[START Records to use]
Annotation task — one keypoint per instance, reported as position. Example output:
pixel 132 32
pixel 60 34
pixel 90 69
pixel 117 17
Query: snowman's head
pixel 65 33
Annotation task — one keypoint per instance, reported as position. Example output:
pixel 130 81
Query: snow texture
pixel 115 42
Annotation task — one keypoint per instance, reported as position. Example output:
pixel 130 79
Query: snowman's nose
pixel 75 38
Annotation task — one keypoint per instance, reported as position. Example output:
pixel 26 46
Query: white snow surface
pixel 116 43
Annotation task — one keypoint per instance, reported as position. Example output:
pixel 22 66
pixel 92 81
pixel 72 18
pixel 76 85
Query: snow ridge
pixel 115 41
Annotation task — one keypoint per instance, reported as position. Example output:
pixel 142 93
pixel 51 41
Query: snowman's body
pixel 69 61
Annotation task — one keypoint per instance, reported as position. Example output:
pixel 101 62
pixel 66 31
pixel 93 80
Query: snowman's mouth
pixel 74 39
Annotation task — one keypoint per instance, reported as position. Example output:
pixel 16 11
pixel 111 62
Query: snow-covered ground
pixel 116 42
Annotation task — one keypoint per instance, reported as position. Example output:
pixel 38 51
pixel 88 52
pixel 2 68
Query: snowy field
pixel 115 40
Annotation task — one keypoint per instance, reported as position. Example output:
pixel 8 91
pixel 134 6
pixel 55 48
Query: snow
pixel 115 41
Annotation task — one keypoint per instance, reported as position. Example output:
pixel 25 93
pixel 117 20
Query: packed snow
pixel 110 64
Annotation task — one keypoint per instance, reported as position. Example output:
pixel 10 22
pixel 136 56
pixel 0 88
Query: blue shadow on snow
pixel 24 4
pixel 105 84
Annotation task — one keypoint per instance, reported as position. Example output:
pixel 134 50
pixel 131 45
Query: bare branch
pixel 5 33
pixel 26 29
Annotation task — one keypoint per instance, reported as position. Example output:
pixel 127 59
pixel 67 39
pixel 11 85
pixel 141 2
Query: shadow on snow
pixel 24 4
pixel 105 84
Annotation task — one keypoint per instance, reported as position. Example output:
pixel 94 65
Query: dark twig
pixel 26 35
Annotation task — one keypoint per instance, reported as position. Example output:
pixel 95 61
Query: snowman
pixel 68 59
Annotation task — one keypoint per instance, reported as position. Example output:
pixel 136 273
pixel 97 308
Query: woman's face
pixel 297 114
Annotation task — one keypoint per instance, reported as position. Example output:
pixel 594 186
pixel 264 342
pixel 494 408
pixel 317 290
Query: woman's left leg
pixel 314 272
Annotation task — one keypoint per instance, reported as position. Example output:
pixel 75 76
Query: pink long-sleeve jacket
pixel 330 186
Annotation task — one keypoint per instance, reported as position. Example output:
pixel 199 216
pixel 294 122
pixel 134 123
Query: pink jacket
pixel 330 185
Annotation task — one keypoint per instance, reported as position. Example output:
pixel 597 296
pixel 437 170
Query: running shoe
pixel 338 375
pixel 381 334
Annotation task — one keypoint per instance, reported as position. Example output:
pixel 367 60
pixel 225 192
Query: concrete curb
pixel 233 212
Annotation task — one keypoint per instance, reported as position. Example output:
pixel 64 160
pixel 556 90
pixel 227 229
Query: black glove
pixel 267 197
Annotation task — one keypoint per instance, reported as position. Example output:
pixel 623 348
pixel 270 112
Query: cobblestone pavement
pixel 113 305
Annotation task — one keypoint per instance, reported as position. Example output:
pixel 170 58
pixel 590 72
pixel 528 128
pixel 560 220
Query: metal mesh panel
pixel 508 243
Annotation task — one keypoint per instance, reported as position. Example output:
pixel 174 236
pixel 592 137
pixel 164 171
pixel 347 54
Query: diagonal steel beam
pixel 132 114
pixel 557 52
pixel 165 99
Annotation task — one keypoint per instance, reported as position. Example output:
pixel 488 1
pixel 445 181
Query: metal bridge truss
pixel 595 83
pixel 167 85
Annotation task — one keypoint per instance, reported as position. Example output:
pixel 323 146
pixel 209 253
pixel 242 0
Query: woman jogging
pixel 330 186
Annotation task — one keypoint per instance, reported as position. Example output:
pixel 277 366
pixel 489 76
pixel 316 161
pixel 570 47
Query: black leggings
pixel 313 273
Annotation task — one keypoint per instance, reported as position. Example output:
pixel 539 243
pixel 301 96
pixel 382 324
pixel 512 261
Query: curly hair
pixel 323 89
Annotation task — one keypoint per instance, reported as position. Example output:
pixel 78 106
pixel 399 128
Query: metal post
[END Records to use]
## What you need to do:
Rewrite all of the material above with "Example output" replaced by "Sample output" and everything else left unchanged.

## Final result:
Annotation task — one keypoint per instance, reported as position. Sample output:
pixel 132 32
pixel 60 34
pixel 90 69
pixel 117 17
Query: snowman's head
pixel 65 33
Annotation task — one keypoint per instance, reported as position. Sample output:
pixel 130 81
Query: snow texture
pixel 115 42
Annotation task — one keypoint per instance, reported as position. Sample output:
pixel 130 79
Query: snowman's nose
pixel 75 38
Annotation task — one keypoint per instance, reported as position. Sample output:
pixel 26 46
Query: white snow surface
pixel 116 43
Annotation task — one keypoint per instance, reported as position. Sample output:
pixel 22 66
pixel 92 81
pixel 72 18
pixel 76 85
Query: snow ridge
pixel 115 41
Annotation task — one keypoint per instance, reported as position. Sample output:
pixel 142 93
pixel 51 41
Query: snowman's body
pixel 69 61
Annotation task — one keypoint per instance, reported as position. Sample output:
pixel 101 62
pixel 66 31
pixel 93 80
Query: snowman's mouth
pixel 74 39
Annotation task — one keypoint per instance, reported as position. Sample output:
pixel 16 11
pixel 111 62
Query: snow-covered ground
pixel 116 42
Annotation task — one keypoint per instance, reported as position. Sample output:
pixel 38 51
pixel 88 52
pixel 2 68
Query: snowy field
pixel 115 40
Annotation task — one keypoint per instance, reported as position. Sample output:
pixel 8 91
pixel 134 6
pixel 55 48
Query: snow
pixel 115 41
Annotation task — one keypoint per instance, reported as position. Sample output:
pixel 25 93
pixel 117 20
Query: packed snow
pixel 110 64
Annotation task — one keypoint per instance, reported as position. Sample output:
pixel 10 22
pixel 136 56
pixel 0 88
Query: blue shadow on snow
pixel 24 4
pixel 105 84
Annotation task — one keypoint per instance, reported as position. Sample output:
pixel 134 50
pixel 131 45
Query: bare branch
pixel 5 33
pixel 26 29
Annotation task — one keypoint per instance, reported as position. Sample output:
pixel 127 59
pixel 67 39
pixel 11 85
pixel 141 2
Query: shadow on snow
pixel 24 4
pixel 105 84
Annotation task — one keypoint per instance, reported as position. Sample output:
pixel 94 65
Query: dark twig
pixel 26 35
Annotation task — one keypoint per instance, reported as position. Sample output:
pixel 95 61
Query: snowman
pixel 68 59
Annotation task — one keypoint per instance, reported as position. Sample output:
pixel 136 273
pixel 97 308
Query: woman's face
pixel 297 114
Annotation task — one keypoint per instance, reported as position. Sample output:
pixel 594 186
pixel 264 342
pixel 494 408
pixel 317 290
Query: woman's left leg
pixel 314 272
Annotation task — one keypoint per instance, reported as position. Sample output:
pixel 75 76
Query: pink long-sleeve jacket
pixel 330 186
Annotation task — one keypoint per instance, reported as position. Sample output:
pixel 199 216
pixel 294 122
pixel 134 123
Query: pink jacket
pixel 330 185
Annotation task — one keypoint per instance, reported as position. Sample output:
pixel 597 296
pixel 437 170
Query: running shoe
pixel 338 375
pixel 381 334
Annotation task — one keypoint per instance, reported as position. Sample output:
pixel 367 60
pixel 225 192
Query: concrete curb
pixel 233 212
Annotation task — one keypoint per instance, reported as position. Sample output:
pixel 64 160
pixel 556 90
pixel 227 229
Query: black glove
pixel 267 197
Annotation task — one keypoint per instance, reported as position. Sample output:
pixel 623 348
pixel 270 112
Query: cobblestone pavement
pixel 113 305
Annotation task — one keypoint per instance, reported as position. Sample output:
pixel 170 58
pixel 590 72
pixel 528 128
pixel 560 220
Query: metal mesh panel
pixel 508 243
Annotation task — one keypoint per instance, reported as position. Sample output:
pixel 174 236
pixel 592 137
pixel 164 171
pixel 347 54
Query: diagonal steel beam
pixel 132 114
pixel 557 52
pixel 165 99
Annotation task — one keypoint per instance, reported as position. Sample output:
pixel 488 1
pixel 445 181
Query: metal bridge truss
pixel 595 83
pixel 167 85
Annotation task — one keypoint per instance, reported as position. Sample output:
pixel 323 146
pixel 209 253
pixel 242 0
Query: woman jogging
pixel 330 186
Annotation task — one keypoint per instance, reported as position. Sample output:
pixel 277 366
pixel 489 76
pixel 316 161
pixel 570 47
Query: black leggings
pixel 313 273
Annotation task — one keypoint per instance, reported as position. Sample output:
pixel 539 243
pixel 301 96
pixel 382 324
pixel 512 261
Query: curly hair
pixel 323 89
Annotation task — one keypoint per instance, reported as position. Sample output:
pixel 78 106
pixel 399 128
Query: metal post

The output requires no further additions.